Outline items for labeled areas
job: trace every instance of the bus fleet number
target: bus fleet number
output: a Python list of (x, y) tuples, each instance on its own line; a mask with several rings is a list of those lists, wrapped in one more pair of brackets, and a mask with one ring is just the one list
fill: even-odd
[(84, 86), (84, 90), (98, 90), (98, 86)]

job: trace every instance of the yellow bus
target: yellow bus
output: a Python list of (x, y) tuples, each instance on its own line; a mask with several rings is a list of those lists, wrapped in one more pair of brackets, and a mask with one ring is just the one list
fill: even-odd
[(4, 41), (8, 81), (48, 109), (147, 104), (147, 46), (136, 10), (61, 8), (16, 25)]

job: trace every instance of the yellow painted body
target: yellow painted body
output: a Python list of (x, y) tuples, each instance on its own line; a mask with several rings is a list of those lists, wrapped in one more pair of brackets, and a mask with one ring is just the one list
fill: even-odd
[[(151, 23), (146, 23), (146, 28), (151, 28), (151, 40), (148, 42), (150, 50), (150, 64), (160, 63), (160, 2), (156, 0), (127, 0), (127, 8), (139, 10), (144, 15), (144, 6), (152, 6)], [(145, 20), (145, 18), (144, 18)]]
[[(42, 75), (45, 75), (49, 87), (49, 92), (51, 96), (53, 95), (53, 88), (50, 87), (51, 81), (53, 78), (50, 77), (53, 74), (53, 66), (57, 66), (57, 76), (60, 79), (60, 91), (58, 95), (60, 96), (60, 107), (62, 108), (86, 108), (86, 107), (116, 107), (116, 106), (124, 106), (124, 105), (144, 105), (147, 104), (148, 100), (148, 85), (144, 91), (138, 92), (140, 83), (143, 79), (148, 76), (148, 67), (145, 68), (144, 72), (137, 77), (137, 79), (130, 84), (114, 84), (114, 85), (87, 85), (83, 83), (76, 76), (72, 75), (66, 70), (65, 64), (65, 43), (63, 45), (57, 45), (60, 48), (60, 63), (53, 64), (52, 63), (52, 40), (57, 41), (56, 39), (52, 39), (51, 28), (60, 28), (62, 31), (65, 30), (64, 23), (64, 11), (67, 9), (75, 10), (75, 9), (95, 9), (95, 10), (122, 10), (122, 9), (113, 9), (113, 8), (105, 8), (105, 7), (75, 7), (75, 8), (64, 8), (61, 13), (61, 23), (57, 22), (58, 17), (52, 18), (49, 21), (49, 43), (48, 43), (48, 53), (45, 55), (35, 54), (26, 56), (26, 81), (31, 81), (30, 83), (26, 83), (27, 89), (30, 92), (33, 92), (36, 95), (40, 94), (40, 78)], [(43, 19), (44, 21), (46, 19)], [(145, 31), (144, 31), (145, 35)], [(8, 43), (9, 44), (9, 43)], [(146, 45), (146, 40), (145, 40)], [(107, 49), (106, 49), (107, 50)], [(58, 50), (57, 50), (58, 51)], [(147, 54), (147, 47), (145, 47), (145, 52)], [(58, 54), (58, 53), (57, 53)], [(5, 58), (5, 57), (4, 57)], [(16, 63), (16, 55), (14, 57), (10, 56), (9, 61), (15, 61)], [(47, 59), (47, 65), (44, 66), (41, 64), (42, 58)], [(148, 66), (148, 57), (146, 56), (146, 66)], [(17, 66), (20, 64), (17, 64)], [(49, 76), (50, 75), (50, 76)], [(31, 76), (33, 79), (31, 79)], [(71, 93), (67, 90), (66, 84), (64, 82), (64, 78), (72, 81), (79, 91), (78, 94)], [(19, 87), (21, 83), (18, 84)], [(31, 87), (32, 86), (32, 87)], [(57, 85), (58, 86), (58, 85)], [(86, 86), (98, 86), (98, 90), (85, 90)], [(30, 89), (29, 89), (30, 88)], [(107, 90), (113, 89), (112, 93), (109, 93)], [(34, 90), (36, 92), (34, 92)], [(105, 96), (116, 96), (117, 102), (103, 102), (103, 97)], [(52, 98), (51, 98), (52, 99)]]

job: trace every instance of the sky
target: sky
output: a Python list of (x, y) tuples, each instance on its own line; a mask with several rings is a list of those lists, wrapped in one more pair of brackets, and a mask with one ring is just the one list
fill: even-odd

YOUR OBJECTIVE – Please give the records from the very first line through the line containing "[(84, 86), (84, 90), (98, 90), (98, 86)]" as a JSON list of strings, one string per line, with any blank lines left out.

WRITTEN ANSWER –
[
  "job: trace every instance of the bus fleet number",
  "target: bus fleet number",
  "output: a Python list of (x, y) tuples, each instance on its own line; a mask with several rings is a list of those lists, wrapped in one more pair of brackets, and a mask with one ring is just the one list",
  "fill: even-odd",
  "[(84, 86), (84, 90), (98, 90), (98, 86)]"
]